**Written problem:**
Extract every line of the data below that contains the string "hair", treating uppercase and lowercase as different.

(Point-based annotation data)

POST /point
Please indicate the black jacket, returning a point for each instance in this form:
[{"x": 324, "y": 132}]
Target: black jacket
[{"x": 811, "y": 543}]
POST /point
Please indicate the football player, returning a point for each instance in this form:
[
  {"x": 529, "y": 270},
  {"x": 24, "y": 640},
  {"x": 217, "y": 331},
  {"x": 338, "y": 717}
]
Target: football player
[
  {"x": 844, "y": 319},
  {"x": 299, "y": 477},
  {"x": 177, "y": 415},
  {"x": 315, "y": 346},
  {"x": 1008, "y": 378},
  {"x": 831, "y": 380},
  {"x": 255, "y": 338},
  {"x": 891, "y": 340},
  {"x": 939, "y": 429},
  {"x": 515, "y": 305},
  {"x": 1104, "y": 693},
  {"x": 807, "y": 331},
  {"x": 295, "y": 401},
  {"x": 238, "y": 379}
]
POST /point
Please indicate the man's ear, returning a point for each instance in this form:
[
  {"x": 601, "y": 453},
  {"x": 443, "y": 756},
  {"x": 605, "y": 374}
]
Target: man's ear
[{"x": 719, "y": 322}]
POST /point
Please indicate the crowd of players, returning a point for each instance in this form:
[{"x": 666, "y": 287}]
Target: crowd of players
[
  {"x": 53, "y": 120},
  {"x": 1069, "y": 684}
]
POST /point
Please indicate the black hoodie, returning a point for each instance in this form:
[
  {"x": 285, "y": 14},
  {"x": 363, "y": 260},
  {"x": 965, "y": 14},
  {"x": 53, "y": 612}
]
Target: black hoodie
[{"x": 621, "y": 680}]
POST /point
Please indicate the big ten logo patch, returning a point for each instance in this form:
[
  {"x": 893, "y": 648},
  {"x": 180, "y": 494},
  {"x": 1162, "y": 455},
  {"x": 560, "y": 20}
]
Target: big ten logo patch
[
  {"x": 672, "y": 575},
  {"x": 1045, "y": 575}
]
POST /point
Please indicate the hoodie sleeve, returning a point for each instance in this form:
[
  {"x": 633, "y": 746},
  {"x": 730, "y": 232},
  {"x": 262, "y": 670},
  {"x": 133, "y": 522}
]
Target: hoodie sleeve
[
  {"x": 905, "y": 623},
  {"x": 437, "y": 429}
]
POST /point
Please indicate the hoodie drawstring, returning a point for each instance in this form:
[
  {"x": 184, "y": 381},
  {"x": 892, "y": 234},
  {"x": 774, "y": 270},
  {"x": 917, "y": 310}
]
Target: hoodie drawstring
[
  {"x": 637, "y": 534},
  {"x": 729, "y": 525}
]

---

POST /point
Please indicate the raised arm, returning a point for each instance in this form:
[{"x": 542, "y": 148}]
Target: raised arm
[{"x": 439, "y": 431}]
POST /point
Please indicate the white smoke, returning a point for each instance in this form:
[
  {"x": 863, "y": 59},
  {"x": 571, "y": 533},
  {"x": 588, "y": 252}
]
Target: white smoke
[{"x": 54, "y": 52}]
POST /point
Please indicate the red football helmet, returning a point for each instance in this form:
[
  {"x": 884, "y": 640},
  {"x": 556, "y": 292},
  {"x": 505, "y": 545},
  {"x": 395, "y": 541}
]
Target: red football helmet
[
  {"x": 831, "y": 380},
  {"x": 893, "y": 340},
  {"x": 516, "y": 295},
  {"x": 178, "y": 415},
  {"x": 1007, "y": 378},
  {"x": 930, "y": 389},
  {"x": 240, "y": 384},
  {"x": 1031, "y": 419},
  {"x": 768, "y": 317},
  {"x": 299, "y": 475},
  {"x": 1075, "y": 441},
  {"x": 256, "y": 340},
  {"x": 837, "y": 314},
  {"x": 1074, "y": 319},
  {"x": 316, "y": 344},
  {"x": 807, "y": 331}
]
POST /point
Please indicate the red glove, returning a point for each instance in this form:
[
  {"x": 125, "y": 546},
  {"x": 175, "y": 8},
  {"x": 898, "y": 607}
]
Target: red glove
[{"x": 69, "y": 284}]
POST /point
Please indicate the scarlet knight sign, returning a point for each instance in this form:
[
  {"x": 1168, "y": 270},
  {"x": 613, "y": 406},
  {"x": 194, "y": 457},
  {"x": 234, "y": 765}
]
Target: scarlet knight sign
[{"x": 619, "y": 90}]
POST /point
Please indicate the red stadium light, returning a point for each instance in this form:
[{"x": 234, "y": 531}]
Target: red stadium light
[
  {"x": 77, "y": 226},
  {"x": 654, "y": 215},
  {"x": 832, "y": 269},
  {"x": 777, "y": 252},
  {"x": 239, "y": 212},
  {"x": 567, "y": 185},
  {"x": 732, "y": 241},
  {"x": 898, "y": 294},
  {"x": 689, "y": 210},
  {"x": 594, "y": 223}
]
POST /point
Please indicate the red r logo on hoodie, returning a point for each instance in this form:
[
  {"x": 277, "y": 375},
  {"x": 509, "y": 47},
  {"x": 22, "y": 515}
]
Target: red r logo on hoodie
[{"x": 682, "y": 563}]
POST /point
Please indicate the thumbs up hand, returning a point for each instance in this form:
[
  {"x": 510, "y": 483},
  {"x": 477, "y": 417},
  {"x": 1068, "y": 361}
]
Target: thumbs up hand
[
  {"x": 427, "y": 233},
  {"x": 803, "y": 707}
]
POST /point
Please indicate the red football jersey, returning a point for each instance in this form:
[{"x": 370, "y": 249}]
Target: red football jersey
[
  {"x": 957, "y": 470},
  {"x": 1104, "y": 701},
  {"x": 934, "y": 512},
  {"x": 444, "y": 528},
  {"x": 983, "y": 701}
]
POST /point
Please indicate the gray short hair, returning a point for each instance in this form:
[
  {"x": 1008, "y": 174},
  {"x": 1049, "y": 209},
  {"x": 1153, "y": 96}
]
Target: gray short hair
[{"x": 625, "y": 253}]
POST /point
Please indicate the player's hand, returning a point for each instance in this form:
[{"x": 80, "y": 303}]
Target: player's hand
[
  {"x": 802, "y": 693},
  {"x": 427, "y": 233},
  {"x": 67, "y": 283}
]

==

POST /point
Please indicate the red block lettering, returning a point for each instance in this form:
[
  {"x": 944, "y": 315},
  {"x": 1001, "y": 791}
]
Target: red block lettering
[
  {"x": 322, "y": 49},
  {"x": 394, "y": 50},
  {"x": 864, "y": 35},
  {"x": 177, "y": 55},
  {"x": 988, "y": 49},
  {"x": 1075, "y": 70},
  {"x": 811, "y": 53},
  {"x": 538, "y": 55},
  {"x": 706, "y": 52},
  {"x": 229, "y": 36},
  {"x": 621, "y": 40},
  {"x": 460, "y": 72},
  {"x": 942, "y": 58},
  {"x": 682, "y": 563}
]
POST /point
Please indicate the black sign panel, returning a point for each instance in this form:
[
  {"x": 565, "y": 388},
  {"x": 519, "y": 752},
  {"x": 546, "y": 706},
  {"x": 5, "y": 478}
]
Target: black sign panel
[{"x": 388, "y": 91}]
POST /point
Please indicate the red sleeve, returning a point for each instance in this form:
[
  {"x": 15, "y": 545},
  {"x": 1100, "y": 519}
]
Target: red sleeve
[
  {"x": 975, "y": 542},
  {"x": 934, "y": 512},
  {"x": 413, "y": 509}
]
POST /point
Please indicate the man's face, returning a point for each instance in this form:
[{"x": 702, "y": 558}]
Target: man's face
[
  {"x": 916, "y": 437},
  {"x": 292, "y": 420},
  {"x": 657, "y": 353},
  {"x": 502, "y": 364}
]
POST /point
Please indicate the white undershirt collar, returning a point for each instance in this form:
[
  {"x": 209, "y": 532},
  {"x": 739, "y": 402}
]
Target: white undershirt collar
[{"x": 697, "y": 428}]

**Result for this task:**
Please indicate the gray short hair, returning a point for each instance in this form:
Target: gray short hair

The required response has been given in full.